Goal - Pick out each line of the records below that contains the string "patio".

Dataset records -
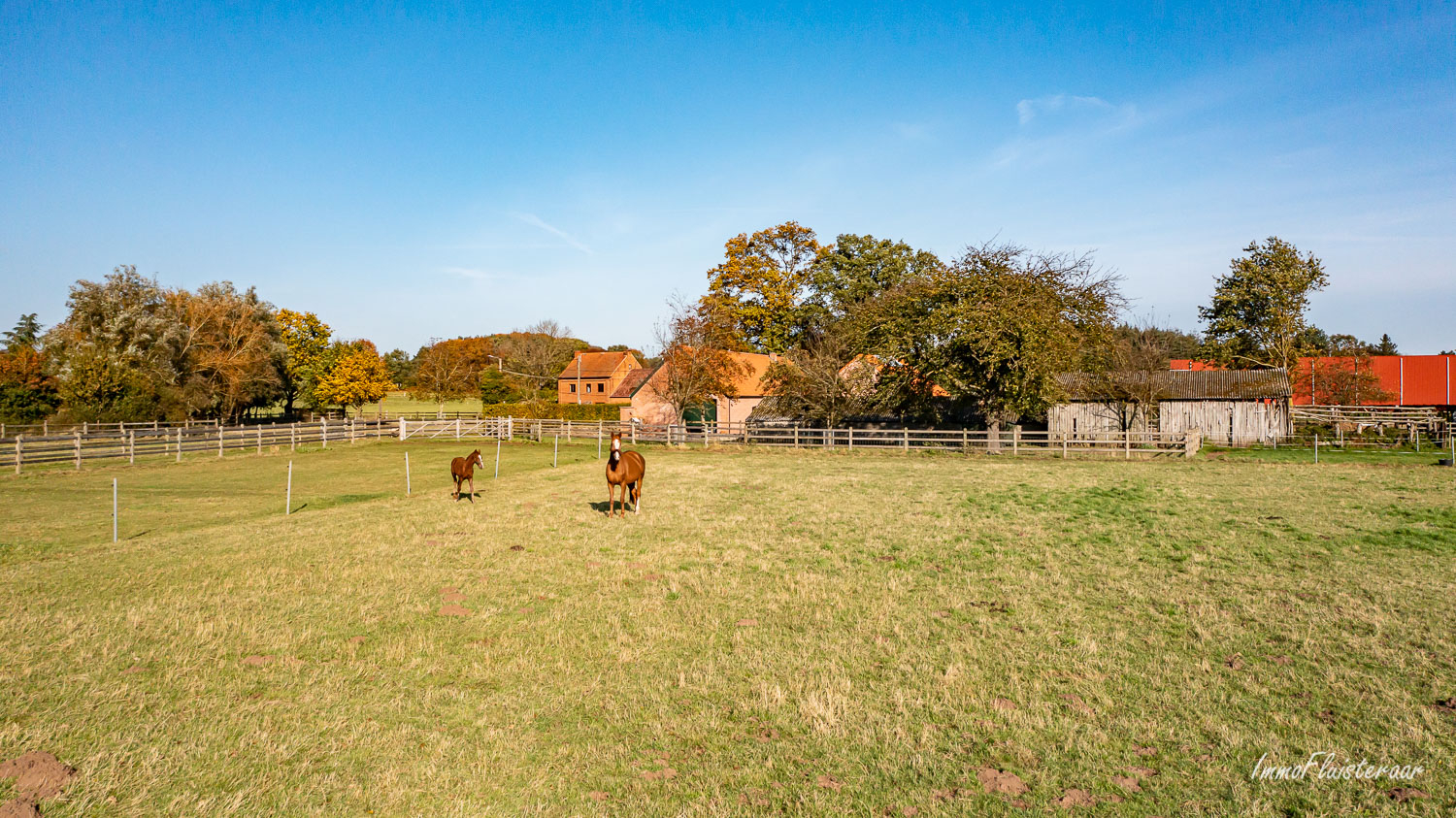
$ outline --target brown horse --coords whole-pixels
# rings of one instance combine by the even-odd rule
[[[622,486],[622,517],[628,515],[628,498],[632,512],[642,514],[642,476],[646,474],[646,460],[635,451],[622,451],[622,432],[612,432],[612,456],[607,457],[607,518],[613,517],[617,502],[617,486]],[[629,493],[630,492],[630,493]]]
[[[479,448],[464,457],[456,457],[454,460],[450,461],[450,476],[454,477],[456,482],[456,489],[454,492],[450,493],[450,496],[453,496],[456,502],[460,502],[460,486],[466,482],[470,483],[470,502],[475,502],[476,464],[479,464],[480,469],[485,469],[485,460],[480,458]]]

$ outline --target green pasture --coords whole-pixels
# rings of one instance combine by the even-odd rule
[[[594,442],[469,448],[296,453],[287,517],[287,453],[0,477],[0,760],[47,818],[1456,809],[1456,470],[644,447],[607,520]],[[1251,779],[1312,753],[1424,771]]]

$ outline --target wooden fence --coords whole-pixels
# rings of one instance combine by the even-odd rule
[[[523,418],[456,418],[411,421],[400,418],[396,435],[399,440],[534,440],[545,441],[603,441],[613,432],[623,440],[638,442],[664,442],[676,445],[743,444],[798,448],[855,448],[875,450],[943,450],[984,451],[994,454],[1051,454],[1069,457],[1073,454],[1098,454],[1124,457],[1181,456],[1191,457],[1198,451],[1201,435],[1197,429],[1187,434],[1166,432],[1099,432],[1077,437],[1056,432],[1028,432],[1018,426],[992,431],[968,429],[824,429],[812,426],[760,425],[760,424],[636,424],[628,421],[556,421]]]
[[[99,426],[99,428],[98,428]],[[828,450],[981,451],[990,454],[1041,454],[1056,457],[1191,457],[1201,442],[1198,432],[1104,432],[1061,435],[1028,432],[1018,426],[999,432],[968,429],[843,428],[824,429],[759,424],[635,424],[623,421],[558,421],[536,418],[480,418],[411,421],[399,418],[348,418],[312,424],[249,424],[239,426],[127,424],[77,426],[66,434],[17,434],[0,438],[0,467],[19,474],[26,466],[70,464],[138,457],[215,456],[227,451],[264,451],[288,447],[355,442],[360,440],[531,440],[561,442],[598,441],[620,432],[629,444],[766,445]]]
[[[0,464],[15,467],[20,474],[26,466],[67,463],[76,469],[93,460],[127,460],[138,457],[172,457],[253,450],[259,454],[274,447],[290,450],[304,444],[354,442],[395,437],[395,425],[370,419],[319,421],[314,424],[253,424],[245,426],[189,425],[151,426],[127,424],[108,425],[68,434],[26,435],[0,440]]]

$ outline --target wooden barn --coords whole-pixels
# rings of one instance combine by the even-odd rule
[[[1067,397],[1047,412],[1047,428],[1072,438],[1155,426],[1163,434],[1198,429],[1214,445],[1271,442],[1294,431],[1284,370],[1174,370],[1114,378],[1061,376]],[[1108,389],[1108,383],[1128,389]],[[1156,409],[1147,412],[1147,405],[1128,402],[1128,394],[1146,396]]]

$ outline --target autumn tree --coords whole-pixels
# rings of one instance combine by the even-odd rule
[[[670,307],[670,316],[655,330],[662,368],[648,380],[648,389],[681,422],[689,409],[718,397],[737,397],[738,378],[747,368],[728,351],[731,326],[715,320],[700,304],[674,298]]]
[[[786,352],[802,323],[810,271],[827,247],[796,221],[740,233],[724,245],[724,261],[708,271],[699,311],[731,329],[731,348]]]
[[[288,346],[272,304],[253,288],[204,284],[197,293],[167,293],[167,303],[179,323],[179,386],[189,409],[233,421],[282,396]]]
[[[1198,307],[1203,357],[1224,365],[1291,370],[1309,352],[1309,297],[1329,284],[1313,253],[1275,236],[1251,243],[1217,279],[1213,303]]]
[[[878,367],[856,358],[856,346],[840,332],[807,339],[769,364],[763,383],[775,413],[834,428],[844,418],[877,408]]]
[[[300,399],[310,406],[325,403],[314,390],[326,373],[331,330],[319,316],[307,311],[278,310],[277,322],[285,348],[280,367],[284,413],[291,416],[293,406]]]
[[[60,396],[55,378],[45,373],[36,345],[41,325],[35,313],[20,316],[13,330],[4,333],[0,352],[0,422],[28,424],[55,412]]]
[[[577,351],[585,348],[585,342],[571,336],[571,329],[553,320],[536,322],[499,341],[507,374],[520,381],[533,400],[540,400]]]
[[[415,357],[415,383],[409,396],[435,405],[444,416],[447,400],[473,397],[479,389],[479,364],[473,364],[459,344],[431,344]]]
[[[319,380],[319,399],[333,406],[352,406],[355,413],[365,403],[381,400],[393,387],[389,367],[368,341],[339,345],[338,361]]]
[[[877,304],[872,346],[897,400],[935,413],[935,386],[999,429],[1041,412],[1057,376],[1082,368],[1123,300],[1117,277],[1088,255],[1032,253],[1015,245],[970,247]]]

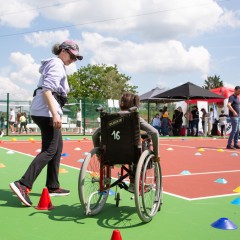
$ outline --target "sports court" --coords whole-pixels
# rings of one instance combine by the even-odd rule
[[[109,196],[99,215],[84,216],[78,199],[77,181],[85,154],[92,148],[90,137],[64,138],[60,181],[64,187],[69,186],[69,197],[52,198],[55,209],[51,211],[21,205],[12,196],[8,184],[20,178],[32,157],[38,154],[40,141],[33,138],[30,141],[16,137],[16,141],[9,139],[0,143],[0,163],[4,165],[0,168],[0,205],[6,216],[0,221],[4,226],[4,238],[1,239],[17,239],[17,234],[9,231],[10,223],[21,226],[17,230],[20,236],[25,232],[21,228],[27,224],[30,226],[29,236],[35,239],[54,237],[54,228],[57,228],[56,239],[64,239],[69,234],[70,239],[107,240],[114,229],[120,229],[123,240],[150,237],[236,239],[239,235],[240,206],[231,201],[239,197],[240,151],[226,150],[226,139],[160,138],[164,204],[150,223],[142,224],[135,212],[131,194],[125,191],[121,193],[122,201],[118,208],[115,207],[114,196]],[[45,174],[42,173],[30,195],[35,205],[41,196],[44,180]],[[229,218],[238,229],[211,227],[213,222],[223,217]]]

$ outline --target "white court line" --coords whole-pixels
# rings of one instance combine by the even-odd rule
[[[9,148],[5,148],[5,147],[2,147],[2,146],[0,148],[5,149],[5,150],[11,150],[11,151],[14,151],[16,153],[23,154],[23,155],[26,155],[26,156],[35,157],[34,155],[23,153],[23,152],[20,152],[20,151],[15,151],[15,150],[12,150],[12,149],[9,149]],[[66,166],[66,167],[69,167],[69,168],[72,168],[72,169],[80,170],[77,167],[69,166],[67,164],[60,163],[60,165]],[[221,171],[221,172],[240,172],[240,170]],[[195,175],[197,175],[197,174],[213,174],[213,173],[221,173],[221,172],[195,173]],[[176,177],[176,176],[179,177],[179,176],[191,176],[191,175],[194,175],[194,174],[191,173],[189,175],[165,175],[165,176],[162,176],[162,177],[163,178],[164,177]],[[173,196],[173,197],[176,197],[176,198],[184,199],[184,200],[187,200],[187,201],[204,200],[204,199],[211,199],[211,198],[219,198],[219,197],[239,195],[239,193],[233,193],[233,194],[214,195],[214,196],[199,197],[199,198],[187,198],[187,197],[183,197],[181,195],[177,195],[177,194],[166,192],[166,191],[163,191],[163,193],[165,193],[167,195],[170,195],[170,196]]]
[[[240,170],[229,170],[229,171],[218,171],[218,172],[202,172],[202,173],[190,173],[190,174],[176,174],[176,175],[163,175],[163,178],[167,177],[184,177],[184,176],[194,176],[194,175],[207,175],[207,174],[218,174],[218,173],[232,173],[240,172]]]

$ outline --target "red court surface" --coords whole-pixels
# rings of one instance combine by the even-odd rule
[[[159,142],[165,193],[187,200],[237,194],[234,190],[240,186],[240,150],[226,150],[226,139],[161,138]],[[40,142],[6,141],[0,147],[35,156]],[[67,156],[61,163],[79,169],[91,148],[90,140],[64,140],[63,153]],[[215,182],[218,179],[226,183]]]

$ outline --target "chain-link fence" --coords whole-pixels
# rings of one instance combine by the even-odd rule
[[[10,98],[7,94],[6,99],[0,100],[0,129],[5,135],[14,134],[40,134],[38,126],[32,121],[30,116],[31,101],[17,101]],[[71,100],[63,107],[62,129],[63,134],[91,135],[100,126],[99,113],[96,109],[102,106],[107,112],[119,111],[117,100],[88,99]],[[168,105],[174,108],[174,104]],[[146,121],[151,122],[154,115],[159,112],[163,104],[142,103],[139,109],[140,116]],[[79,111],[80,109],[80,111]],[[169,109],[171,112],[171,109]],[[10,121],[10,113],[14,113],[14,123]],[[77,112],[80,112],[80,126],[77,124]],[[27,132],[25,129],[20,131],[20,116],[23,114],[27,118]],[[13,126],[11,126],[13,125]]]

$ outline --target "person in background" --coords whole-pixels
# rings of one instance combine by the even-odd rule
[[[81,112],[81,109],[79,108],[77,110],[77,133],[82,133],[82,112]]]
[[[190,110],[190,107],[188,108],[187,112],[184,114],[184,117],[186,118],[187,122],[187,136],[192,135],[192,112]]]
[[[16,117],[16,132],[19,131],[19,127],[20,127],[20,117],[22,116],[21,111],[19,110],[17,113],[17,117]]]
[[[16,117],[15,117],[15,111],[13,110],[13,108],[10,108],[10,114],[9,114],[9,127],[10,127],[10,131],[12,133],[15,133],[15,121],[16,121]]]
[[[163,136],[168,136],[168,126],[169,126],[169,120],[168,120],[168,111],[167,107],[163,107],[163,112],[162,112],[162,135]]]
[[[229,117],[232,125],[232,131],[228,138],[227,149],[240,149],[238,145],[238,136],[239,136],[239,116],[240,116],[240,86],[236,86],[234,93],[228,98],[227,107],[229,109]],[[232,146],[233,141],[233,146]]]
[[[26,113],[22,112],[21,113],[21,117],[19,119],[20,121],[20,128],[18,133],[21,134],[22,133],[22,128],[24,128],[25,132],[27,133],[27,118],[26,118]]]
[[[66,196],[70,191],[60,187],[58,175],[63,149],[62,107],[67,102],[69,85],[66,66],[82,60],[78,45],[72,40],[55,44],[52,57],[42,61],[38,88],[30,108],[31,118],[41,130],[41,152],[33,159],[21,179],[10,183],[10,188],[26,205],[32,206],[29,193],[36,178],[47,166],[46,187],[50,196]]]
[[[0,137],[3,137],[4,135],[4,132],[3,132],[3,129],[4,129],[4,113],[2,112],[1,116],[0,116]]]
[[[159,134],[161,134],[161,120],[158,113],[152,120],[152,126],[158,130]]]
[[[203,128],[203,135],[205,135],[206,133],[206,117],[207,117],[207,111],[205,108],[202,108],[201,109],[201,112],[202,112],[202,128]]]
[[[182,108],[178,107],[174,110],[173,118],[172,118],[172,127],[173,127],[173,135],[180,136],[182,123],[183,123],[183,112]]]
[[[221,127],[221,136],[226,136],[226,125],[227,125],[228,115],[224,113],[224,110],[221,111],[219,115],[219,125]]]
[[[193,110],[191,111],[192,113],[192,129],[191,133],[192,136],[198,136],[198,123],[199,123],[199,111],[197,106],[193,106]],[[196,129],[196,132],[194,131]]]
[[[212,136],[212,127],[213,127],[213,108],[210,108],[209,109],[209,113],[207,113],[206,115],[206,118],[207,118],[207,121],[208,121],[208,132],[207,132],[207,135],[209,137]]]

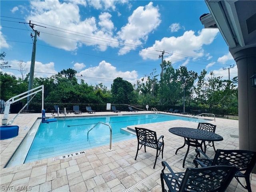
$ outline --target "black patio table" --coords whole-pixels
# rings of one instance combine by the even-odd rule
[[[183,168],[185,165],[186,158],[189,151],[189,148],[190,146],[190,140],[196,140],[202,141],[218,141],[223,140],[223,138],[218,134],[212,132],[194,128],[173,127],[169,129],[169,131],[173,134],[184,137],[185,140],[184,144],[182,146],[177,149],[175,154],[177,154],[178,150],[184,147],[186,144],[188,144],[188,150],[183,160],[183,164],[182,164]],[[187,141],[186,141],[186,138],[187,139]],[[203,143],[203,142],[201,143],[200,146],[202,150],[202,144]]]

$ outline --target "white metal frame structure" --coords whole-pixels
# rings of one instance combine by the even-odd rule
[[[21,93],[19,95],[12,97],[10,99],[8,100],[5,103],[5,109],[4,110],[4,118],[2,119],[2,124],[3,126],[7,126],[8,125],[11,125],[13,122],[14,121],[16,118],[19,114],[24,109],[24,108],[28,105],[29,102],[30,102],[32,99],[38,92],[42,91],[42,110],[44,109],[44,85],[41,85],[37,87],[31,89],[29,91],[26,91],[24,93]],[[28,94],[27,95],[24,95],[26,94]],[[9,116],[9,113],[10,109],[10,107],[11,104],[14,103],[17,101],[20,101],[25,98],[26,98],[28,97],[29,97],[30,96],[33,96],[30,99],[30,100],[27,102],[27,103],[20,110],[19,112],[15,116],[12,120],[11,120],[9,122],[8,121],[8,116]]]

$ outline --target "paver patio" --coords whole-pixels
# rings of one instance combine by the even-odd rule
[[[136,114],[142,113],[151,112]],[[134,114],[121,112],[123,114]],[[95,114],[71,114],[67,116],[110,114],[116,115],[111,112],[96,112]],[[9,120],[15,115],[10,114]],[[49,158],[4,168],[35,120],[40,117],[40,114],[20,114],[13,124],[20,127],[18,136],[0,141],[2,191],[158,192],[161,191],[160,173],[162,169],[162,160],[167,162],[175,171],[183,171],[187,167],[194,167],[193,160],[196,154],[194,148],[191,148],[185,168],[182,168],[186,146],[175,155],[176,149],[183,144],[184,138],[172,134],[168,129],[177,126],[196,128],[198,123],[177,120],[140,126],[156,131],[158,136],[164,136],[164,158],[162,160],[160,156],[158,158],[154,169],[153,166],[156,150],[154,149],[147,148],[146,153],[140,150],[136,160],[134,160],[137,145],[136,138],[112,144],[112,151],[108,150],[109,146],[105,146],[87,149],[85,154],[55,161]],[[1,115],[1,121],[2,118]],[[216,149],[239,148],[238,120],[216,118],[214,122],[213,118],[205,118],[210,119],[210,122],[217,125],[216,133],[224,138],[223,141],[214,142]],[[26,126],[28,128],[23,130]],[[206,154],[213,156],[213,148],[208,147]],[[252,191],[256,191],[256,174],[251,174],[251,183]],[[226,191],[247,190],[234,179]]]

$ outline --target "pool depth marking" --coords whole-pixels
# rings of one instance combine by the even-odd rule
[[[155,118],[159,118],[160,117],[164,117],[164,116],[160,116],[159,117],[150,117],[148,118],[143,118],[142,119],[135,119],[135,120],[143,120],[144,119],[154,119]],[[108,123],[120,123],[121,122],[128,122],[129,121],[134,121],[134,120],[128,120],[126,121],[112,121],[108,122]],[[72,127],[73,126],[80,126],[81,125],[96,125],[97,123],[91,123],[89,124],[81,124],[80,125],[67,125],[67,126],[68,127]]]
[[[76,155],[80,155],[81,154],[85,154],[86,152],[84,151],[80,151],[80,152],[77,152],[75,153],[72,153],[71,154],[68,154],[68,155],[65,155],[62,156],[60,156],[59,157],[54,157],[53,158],[53,161],[56,160],[59,160],[59,159],[65,159],[65,158],[68,158],[68,157],[73,157],[73,156],[76,156]]]

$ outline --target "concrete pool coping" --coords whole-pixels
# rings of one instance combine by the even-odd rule
[[[150,112],[139,113],[151,113]],[[122,112],[122,113],[134,114],[125,112]],[[96,114],[101,116],[116,114],[111,112]],[[15,115],[10,114],[9,119]],[[94,115],[88,114],[68,115],[68,116],[75,117]],[[182,159],[184,152],[181,150],[180,152],[174,154],[175,150],[182,144],[184,140],[169,133],[168,128],[181,124],[188,127],[196,127],[197,125],[197,123],[181,120],[144,125],[144,127],[156,130],[158,135],[164,135],[166,144],[164,159],[158,158],[154,170],[153,169],[154,161],[152,160],[155,158],[154,150],[148,148],[146,153],[140,151],[137,160],[134,160],[137,144],[136,138],[115,144],[111,152],[108,151],[108,146],[104,146],[86,150],[84,155],[54,162],[52,158],[49,158],[3,168],[36,120],[41,116],[40,114],[21,114],[13,124],[20,127],[18,136],[0,141],[1,186],[29,186],[33,191],[160,191],[160,171],[162,168],[161,165],[162,160],[170,163],[176,171],[184,170],[182,168],[182,160],[180,160]],[[217,126],[216,133],[224,138],[223,141],[216,142],[216,148],[238,148],[238,140],[237,137],[234,137],[238,135],[238,120],[216,118],[216,121],[213,121],[212,123]],[[28,128],[23,130],[26,127]],[[207,149],[208,155],[213,155],[214,153],[211,148]],[[192,150],[190,151],[192,152],[187,158],[185,168],[192,164],[194,155]],[[252,174],[251,177],[253,191],[256,191],[255,175]],[[230,185],[229,190],[227,191],[247,191],[243,190],[235,180],[232,181]]]

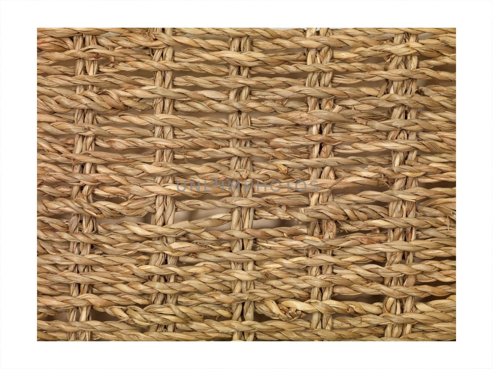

Result -
$ outline --target "black patio table" --coords whole-pixels
$ outline --target "paver patio" --coords whole-pixels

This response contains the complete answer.